## Exercise prompt
Reproduce the listing from the line containing "dark arena ceiling" through the end of the listing, substituting "marker" for every occurrence of "keypoint" and leaving everything else unchanged.

(Excerpts from a pointing dataset)
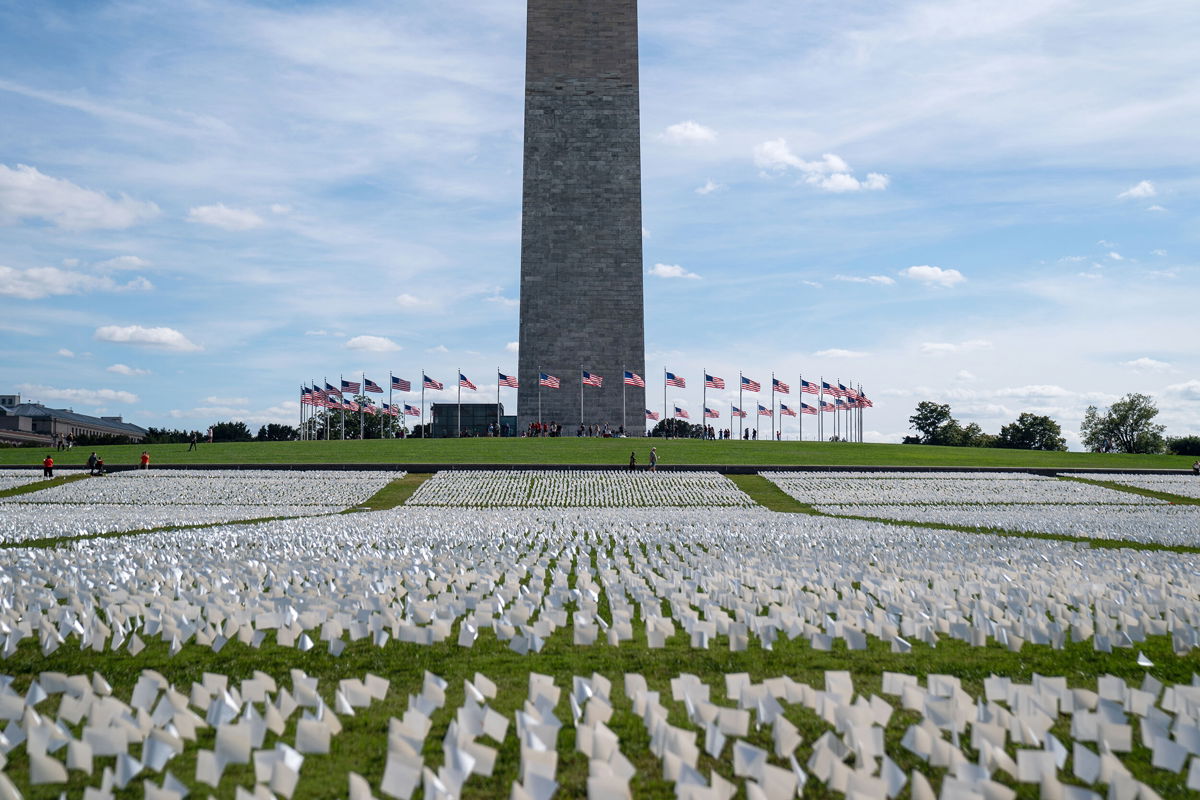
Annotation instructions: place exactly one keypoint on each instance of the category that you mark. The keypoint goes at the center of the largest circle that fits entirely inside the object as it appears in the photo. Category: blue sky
(985, 204)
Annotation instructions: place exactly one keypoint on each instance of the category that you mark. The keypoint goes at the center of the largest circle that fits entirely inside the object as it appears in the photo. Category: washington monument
(581, 230)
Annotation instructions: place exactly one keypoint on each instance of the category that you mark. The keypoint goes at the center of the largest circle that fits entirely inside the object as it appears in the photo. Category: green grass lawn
(571, 450)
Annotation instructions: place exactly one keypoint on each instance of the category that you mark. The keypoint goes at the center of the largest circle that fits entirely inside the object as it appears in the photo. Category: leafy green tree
(1127, 426)
(1185, 445)
(1031, 432)
(931, 420)
(235, 431)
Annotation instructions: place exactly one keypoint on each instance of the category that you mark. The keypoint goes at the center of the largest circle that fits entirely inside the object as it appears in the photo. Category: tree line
(1125, 427)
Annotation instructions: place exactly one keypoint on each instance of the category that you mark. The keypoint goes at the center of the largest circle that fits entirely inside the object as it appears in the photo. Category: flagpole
(742, 404)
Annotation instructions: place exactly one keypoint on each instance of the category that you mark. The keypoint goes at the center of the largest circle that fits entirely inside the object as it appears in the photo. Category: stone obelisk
(581, 229)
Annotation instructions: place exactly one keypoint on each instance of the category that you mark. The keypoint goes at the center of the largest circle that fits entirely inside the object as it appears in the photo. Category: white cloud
(411, 301)
(1147, 365)
(1139, 191)
(222, 216)
(281, 414)
(49, 281)
(1187, 391)
(837, 353)
(166, 338)
(124, 370)
(25, 193)
(671, 271)
(948, 348)
(372, 344)
(934, 275)
(688, 132)
(124, 263)
(879, 280)
(82, 396)
(227, 401)
(831, 173)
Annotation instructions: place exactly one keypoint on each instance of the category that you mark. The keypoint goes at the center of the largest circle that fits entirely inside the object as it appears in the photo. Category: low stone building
(33, 422)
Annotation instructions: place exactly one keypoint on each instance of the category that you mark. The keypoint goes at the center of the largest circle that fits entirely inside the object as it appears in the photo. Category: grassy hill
(591, 451)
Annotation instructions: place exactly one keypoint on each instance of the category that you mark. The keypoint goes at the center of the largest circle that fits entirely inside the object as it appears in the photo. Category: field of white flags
(139, 500)
(601, 653)
(1002, 501)
(579, 488)
(448, 650)
(1185, 485)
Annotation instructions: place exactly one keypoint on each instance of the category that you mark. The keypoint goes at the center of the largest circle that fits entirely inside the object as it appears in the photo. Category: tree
(1031, 432)
(1185, 445)
(1127, 426)
(930, 420)
(235, 431)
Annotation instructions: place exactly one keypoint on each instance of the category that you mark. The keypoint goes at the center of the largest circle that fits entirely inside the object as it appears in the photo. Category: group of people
(95, 463)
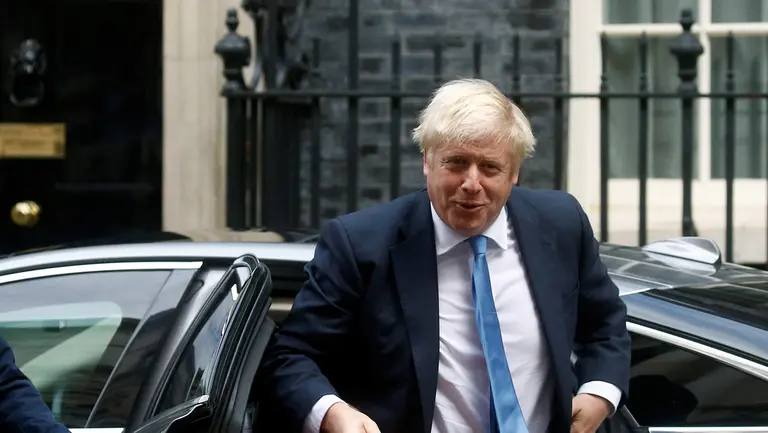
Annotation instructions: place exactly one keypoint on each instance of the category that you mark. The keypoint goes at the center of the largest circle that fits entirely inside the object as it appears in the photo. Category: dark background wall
(419, 24)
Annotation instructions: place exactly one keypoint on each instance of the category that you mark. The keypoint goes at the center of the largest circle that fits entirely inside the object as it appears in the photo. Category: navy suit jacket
(365, 324)
(22, 409)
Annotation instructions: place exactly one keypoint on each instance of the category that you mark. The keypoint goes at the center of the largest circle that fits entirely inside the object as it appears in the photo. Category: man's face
(469, 183)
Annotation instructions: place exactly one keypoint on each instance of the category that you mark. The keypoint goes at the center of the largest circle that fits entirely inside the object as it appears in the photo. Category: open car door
(217, 397)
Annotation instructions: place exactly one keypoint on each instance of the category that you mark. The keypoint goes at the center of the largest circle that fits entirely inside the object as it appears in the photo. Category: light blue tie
(506, 415)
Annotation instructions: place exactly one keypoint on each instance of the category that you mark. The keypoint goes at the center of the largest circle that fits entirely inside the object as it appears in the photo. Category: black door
(89, 71)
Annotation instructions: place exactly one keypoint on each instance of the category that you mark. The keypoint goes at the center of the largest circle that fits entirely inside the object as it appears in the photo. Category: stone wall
(419, 24)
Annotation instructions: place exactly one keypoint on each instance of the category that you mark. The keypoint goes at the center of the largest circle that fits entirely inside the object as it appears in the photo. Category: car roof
(726, 294)
(724, 303)
(154, 251)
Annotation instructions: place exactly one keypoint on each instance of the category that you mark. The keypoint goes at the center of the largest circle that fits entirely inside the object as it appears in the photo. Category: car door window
(69, 331)
(672, 387)
(195, 361)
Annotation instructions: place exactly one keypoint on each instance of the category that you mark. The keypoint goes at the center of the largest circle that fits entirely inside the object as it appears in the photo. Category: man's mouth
(469, 205)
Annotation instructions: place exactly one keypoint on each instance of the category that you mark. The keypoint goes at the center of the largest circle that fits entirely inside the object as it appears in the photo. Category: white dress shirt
(462, 403)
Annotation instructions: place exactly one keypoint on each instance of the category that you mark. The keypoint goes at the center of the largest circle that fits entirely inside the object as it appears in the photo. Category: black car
(152, 333)
(113, 335)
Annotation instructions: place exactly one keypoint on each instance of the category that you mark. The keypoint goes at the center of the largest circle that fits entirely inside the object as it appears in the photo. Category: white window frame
(664, 195)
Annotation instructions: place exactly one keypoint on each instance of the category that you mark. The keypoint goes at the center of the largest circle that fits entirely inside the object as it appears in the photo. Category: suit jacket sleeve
(22, 409)
(311, 340)
(602, 341)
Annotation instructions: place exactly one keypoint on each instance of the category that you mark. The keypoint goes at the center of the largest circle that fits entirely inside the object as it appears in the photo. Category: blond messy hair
(472, 110)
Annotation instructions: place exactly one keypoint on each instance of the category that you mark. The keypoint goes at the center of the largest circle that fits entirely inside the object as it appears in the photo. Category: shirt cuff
(315, 418)
(605, 390)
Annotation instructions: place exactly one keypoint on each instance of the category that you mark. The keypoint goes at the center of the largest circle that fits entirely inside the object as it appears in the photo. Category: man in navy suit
(455, 309)
(22, 409)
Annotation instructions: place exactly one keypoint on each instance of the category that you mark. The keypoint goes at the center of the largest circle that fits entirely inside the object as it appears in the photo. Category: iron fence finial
(235, 52)
(686, 48)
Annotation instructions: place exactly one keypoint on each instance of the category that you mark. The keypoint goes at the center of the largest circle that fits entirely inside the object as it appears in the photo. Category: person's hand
(589, 411)
(342, 418)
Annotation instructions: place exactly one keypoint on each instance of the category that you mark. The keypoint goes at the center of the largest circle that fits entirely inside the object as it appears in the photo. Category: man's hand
(589, 411)
(342, 418)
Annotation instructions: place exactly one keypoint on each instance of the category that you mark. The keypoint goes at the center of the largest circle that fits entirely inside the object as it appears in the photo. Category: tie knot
(479, 244)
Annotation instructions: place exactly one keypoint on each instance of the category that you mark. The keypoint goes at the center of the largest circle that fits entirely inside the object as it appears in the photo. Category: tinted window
(746, 302)
(671, 387)
(68, 332)
(196, 359)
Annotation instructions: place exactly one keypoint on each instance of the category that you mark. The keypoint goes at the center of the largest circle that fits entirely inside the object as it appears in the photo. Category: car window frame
(52, 270)
(235, 355)
(749, 367)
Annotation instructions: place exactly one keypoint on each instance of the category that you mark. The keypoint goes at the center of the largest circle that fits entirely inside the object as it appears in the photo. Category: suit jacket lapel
(539, 257)
(415, 268)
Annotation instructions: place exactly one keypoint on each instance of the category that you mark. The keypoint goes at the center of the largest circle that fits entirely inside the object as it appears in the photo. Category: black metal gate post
(235, 52)
(687, 49)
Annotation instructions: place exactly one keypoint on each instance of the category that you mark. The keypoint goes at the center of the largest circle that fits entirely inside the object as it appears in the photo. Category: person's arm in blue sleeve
(22, 409)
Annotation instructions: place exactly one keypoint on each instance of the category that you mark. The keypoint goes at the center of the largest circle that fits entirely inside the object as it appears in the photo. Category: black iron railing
(268, 124)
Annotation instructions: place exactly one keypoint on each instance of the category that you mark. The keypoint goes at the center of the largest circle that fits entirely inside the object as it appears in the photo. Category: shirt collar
(446, 238)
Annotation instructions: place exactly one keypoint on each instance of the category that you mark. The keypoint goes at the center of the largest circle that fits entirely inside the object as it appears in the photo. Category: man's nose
(472, 180)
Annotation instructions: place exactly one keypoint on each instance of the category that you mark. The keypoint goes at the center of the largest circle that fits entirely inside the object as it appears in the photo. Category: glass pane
(646, 11)
(69, 332)
(730, 11)
(751, 118)
(674, 388)
(664, 114)
(197, 358)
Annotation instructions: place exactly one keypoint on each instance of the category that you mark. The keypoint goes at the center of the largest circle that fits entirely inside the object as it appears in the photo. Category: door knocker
(28, 66)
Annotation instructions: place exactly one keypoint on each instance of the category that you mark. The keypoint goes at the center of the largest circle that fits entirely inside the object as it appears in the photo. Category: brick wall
(419, 24)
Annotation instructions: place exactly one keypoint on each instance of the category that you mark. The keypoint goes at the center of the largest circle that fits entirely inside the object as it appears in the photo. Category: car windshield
(746, 302)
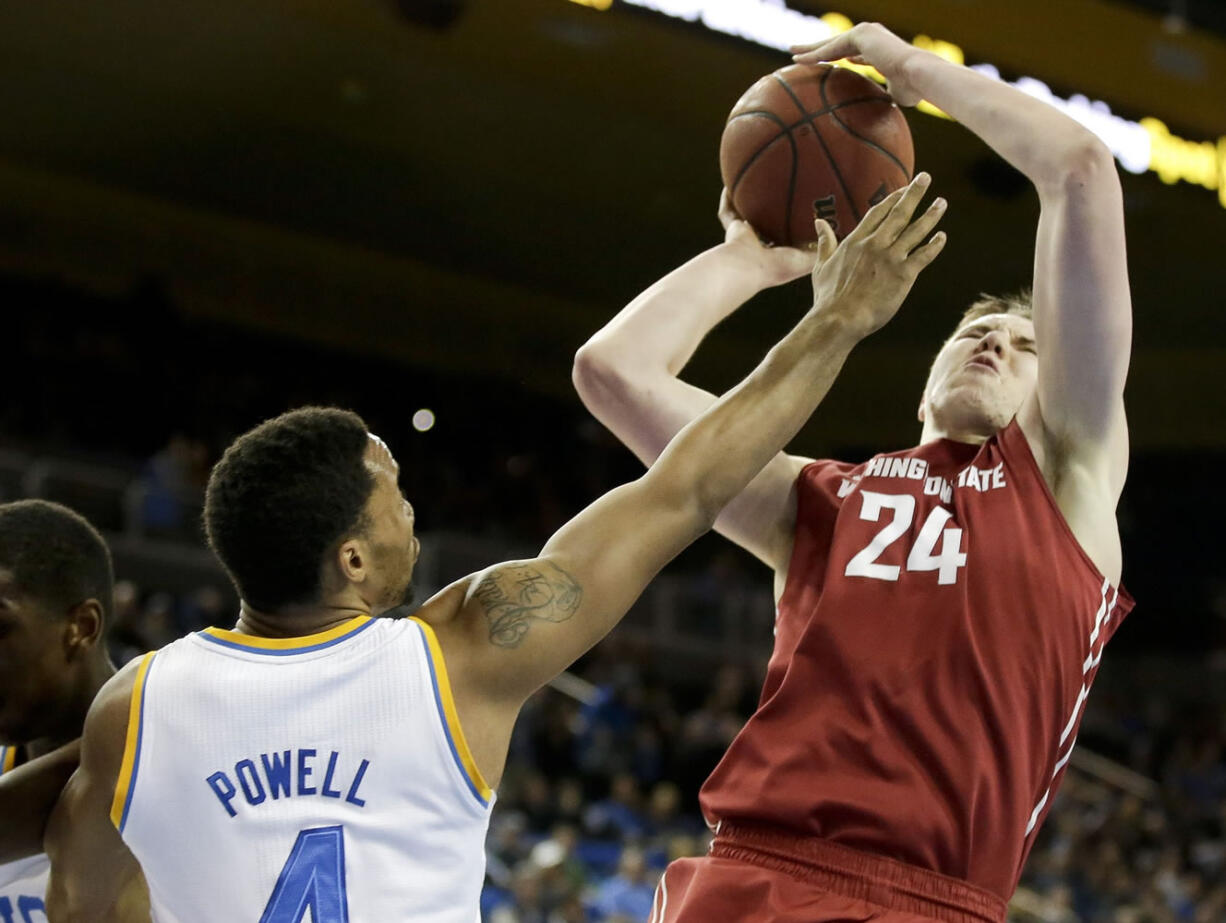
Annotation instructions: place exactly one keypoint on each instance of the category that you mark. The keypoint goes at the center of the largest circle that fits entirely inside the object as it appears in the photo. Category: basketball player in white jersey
(316, 756)
(55, 590)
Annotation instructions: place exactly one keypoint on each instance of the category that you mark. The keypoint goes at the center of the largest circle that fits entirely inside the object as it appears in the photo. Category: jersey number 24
(313, 877)
(923, 555)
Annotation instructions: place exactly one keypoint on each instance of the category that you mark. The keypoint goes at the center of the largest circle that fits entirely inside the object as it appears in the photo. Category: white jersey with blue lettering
(22, 883)
(264, 776)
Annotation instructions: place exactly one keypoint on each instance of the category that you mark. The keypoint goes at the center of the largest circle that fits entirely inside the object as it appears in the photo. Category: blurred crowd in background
(601, 788)
(601, 791)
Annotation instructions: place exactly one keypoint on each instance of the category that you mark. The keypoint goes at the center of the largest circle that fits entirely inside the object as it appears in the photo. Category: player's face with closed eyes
(982, 375)
(392, 535)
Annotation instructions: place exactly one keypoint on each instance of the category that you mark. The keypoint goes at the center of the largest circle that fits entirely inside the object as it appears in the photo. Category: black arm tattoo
(515, 595)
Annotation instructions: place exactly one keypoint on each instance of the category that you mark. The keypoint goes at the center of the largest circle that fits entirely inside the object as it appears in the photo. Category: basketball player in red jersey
(307, 515)
(940, 609)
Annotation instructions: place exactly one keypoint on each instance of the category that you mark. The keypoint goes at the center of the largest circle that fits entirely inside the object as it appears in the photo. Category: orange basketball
(807, 142)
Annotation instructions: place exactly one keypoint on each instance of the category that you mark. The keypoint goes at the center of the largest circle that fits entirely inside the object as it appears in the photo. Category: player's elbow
(58, 902)
(597, 376)
(1081, 163)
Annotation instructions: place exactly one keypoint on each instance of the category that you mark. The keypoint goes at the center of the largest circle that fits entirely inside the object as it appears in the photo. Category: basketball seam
(860, 137)
(831, 108)
(817, 134)
(784, 130)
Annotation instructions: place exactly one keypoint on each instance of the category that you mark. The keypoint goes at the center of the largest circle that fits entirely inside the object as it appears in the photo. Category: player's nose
(992, 341)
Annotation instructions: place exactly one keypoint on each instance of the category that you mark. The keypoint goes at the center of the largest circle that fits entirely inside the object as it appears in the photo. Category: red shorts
(753, 875)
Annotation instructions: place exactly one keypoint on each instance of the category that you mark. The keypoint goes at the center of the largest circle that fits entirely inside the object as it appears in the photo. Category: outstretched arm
(1083, 307)
(95, 878)
(522, 623)
(627, 374)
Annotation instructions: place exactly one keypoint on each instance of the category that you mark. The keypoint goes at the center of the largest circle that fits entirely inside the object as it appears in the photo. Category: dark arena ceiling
(482, 196)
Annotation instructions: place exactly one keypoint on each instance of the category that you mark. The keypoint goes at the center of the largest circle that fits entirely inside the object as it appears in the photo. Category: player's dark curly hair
(55, 555)
(285, 494)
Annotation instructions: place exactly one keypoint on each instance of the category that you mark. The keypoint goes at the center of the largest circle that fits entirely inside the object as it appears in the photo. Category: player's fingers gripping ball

## Expected output
Annotation instructions: place exactly one marker on each instance of the category that you mark. The marker goes at the center of the largest circle that fits entirely inside the object as it appears in the photo. Category: dark arena ceiling
(482, 196)
Annotation instructions: place exactly one marker on each instance of the category that you mark. The marker goes at the center of the largest circle that fits entirely inside the object as it appears in the photo. Category: player's dark curly hair
(55, 555)
(285, 494)
Annotation instructions: place exactly one marker on each instance of the category that you mark. The marker goes at the center of the largest circle that fits entirely inside the object as it appears in the photo. Category: player's fingers gripping ball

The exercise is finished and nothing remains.